According to the passage on Turnbull's tax plan, which decision by Turnbull was Morrison not told about in advance last week?

READING TEXT:
● ● ● ●
Turnbull made the announcement yesterday on the fly, without notes, calculations or projections. He had conducted no prior discussions with the state governments and his new policy has deepened the rift between himself and his treasurer, Scott Morrison. According to the prime minister, the plan will make state governments responsible for funding services and end their “blame game” with Canberra. “If a state government, over time, wants to raise more money by lifting taxes, well it will be answerable to the public,” he said.
Concerned about the electoral repercussions, Treasurer Morrison had scotched the idea of higher taxes, suggesting that the prime minister had “not gone that far.” This was the second time in less than a fortnight that Morrison and Turnbull were at odds with each other. Last week, Morrison was not informed in advance of Turnbull’s decision to recall parliament—even though, as treasurer, he would have to deliver the budget a week earlier than scheduled.
The government’s disarray has only been exacerbated by the response from state governments, big business and the establishment media, none of which has wholeheartedly embraced Turnbull’s tax plan. Every state premier has questioned the lack of detail, even those most likely to benefit. The Business Council of Australia declared it was concerned that “anything which risks increasing complexity reduces the competitiveness of Australia’s income tax system.”
● ● ● ●
THE DATA:
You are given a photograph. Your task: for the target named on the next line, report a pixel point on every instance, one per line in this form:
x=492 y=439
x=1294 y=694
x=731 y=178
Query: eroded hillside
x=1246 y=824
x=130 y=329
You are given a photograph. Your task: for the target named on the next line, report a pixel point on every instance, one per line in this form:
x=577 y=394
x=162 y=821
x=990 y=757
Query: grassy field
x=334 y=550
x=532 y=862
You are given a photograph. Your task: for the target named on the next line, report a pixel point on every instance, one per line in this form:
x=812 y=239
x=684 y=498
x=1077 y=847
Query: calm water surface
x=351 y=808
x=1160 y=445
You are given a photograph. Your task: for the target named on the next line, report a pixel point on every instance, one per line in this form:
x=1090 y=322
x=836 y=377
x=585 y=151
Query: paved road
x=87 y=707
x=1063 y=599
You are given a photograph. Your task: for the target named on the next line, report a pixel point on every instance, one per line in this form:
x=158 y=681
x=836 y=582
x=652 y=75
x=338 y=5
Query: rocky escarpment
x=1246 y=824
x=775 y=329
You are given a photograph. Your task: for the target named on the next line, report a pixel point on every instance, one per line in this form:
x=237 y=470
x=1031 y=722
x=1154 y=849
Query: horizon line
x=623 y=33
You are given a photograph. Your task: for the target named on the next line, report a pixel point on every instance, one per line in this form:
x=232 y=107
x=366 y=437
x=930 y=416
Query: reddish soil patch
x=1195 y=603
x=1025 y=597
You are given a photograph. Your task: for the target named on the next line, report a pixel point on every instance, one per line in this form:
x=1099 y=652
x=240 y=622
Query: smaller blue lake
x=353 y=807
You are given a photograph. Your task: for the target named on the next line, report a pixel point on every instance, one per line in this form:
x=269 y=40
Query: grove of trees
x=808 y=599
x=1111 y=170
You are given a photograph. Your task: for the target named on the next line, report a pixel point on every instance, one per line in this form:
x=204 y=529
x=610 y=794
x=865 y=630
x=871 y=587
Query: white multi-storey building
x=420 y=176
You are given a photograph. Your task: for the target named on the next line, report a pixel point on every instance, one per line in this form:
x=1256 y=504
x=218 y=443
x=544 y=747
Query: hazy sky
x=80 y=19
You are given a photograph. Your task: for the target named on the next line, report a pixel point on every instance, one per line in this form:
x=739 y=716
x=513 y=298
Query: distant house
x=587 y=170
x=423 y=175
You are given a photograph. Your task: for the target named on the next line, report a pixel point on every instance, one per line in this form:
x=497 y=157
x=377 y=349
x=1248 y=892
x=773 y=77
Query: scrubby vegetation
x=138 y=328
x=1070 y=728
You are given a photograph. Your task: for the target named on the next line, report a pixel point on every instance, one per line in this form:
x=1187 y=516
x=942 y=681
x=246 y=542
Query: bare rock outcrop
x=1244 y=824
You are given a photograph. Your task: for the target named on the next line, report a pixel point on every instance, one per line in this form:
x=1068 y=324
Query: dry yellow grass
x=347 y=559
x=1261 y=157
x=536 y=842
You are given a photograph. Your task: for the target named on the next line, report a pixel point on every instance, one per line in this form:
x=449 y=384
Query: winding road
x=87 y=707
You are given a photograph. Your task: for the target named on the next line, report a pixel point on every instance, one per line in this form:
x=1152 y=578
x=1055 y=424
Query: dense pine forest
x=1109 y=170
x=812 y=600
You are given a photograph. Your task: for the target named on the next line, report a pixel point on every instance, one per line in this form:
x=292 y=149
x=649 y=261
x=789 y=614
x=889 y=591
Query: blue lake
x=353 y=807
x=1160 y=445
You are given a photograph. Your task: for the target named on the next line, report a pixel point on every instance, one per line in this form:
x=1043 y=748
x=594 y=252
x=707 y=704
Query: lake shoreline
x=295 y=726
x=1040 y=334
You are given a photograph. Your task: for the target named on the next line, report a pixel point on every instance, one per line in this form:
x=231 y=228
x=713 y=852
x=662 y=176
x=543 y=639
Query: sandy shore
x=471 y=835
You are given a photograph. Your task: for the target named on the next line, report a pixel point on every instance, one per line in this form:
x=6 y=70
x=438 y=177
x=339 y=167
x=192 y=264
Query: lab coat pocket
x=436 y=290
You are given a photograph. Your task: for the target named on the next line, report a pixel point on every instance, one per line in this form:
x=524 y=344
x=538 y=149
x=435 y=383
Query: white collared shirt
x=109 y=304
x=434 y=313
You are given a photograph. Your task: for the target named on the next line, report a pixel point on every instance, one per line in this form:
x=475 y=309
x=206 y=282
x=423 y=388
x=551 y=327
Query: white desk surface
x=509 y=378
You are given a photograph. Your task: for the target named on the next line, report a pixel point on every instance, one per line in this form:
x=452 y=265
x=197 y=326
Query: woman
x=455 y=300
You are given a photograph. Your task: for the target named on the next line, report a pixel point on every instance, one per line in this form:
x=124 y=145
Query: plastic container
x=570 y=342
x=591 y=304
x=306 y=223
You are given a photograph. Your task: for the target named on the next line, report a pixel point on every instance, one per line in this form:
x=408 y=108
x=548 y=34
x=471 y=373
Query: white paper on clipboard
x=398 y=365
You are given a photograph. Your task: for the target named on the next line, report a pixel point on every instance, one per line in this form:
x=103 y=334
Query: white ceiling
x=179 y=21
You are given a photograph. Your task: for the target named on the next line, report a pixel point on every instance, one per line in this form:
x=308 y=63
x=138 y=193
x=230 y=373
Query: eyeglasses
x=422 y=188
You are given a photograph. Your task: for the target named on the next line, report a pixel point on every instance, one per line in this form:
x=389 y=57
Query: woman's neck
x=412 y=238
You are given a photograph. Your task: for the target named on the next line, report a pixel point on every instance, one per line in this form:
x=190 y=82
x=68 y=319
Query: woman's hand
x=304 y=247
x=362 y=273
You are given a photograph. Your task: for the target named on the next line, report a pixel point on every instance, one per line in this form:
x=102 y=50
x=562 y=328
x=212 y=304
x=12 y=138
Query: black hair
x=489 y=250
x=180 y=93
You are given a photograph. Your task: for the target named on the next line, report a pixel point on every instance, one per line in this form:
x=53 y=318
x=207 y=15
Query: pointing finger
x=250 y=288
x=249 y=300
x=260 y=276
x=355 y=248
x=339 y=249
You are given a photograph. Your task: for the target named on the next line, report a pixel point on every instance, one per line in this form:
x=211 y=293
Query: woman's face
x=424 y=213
● ● ● ●
EXERCISE OUTPUT:
Turnbull's decision to recall parliament.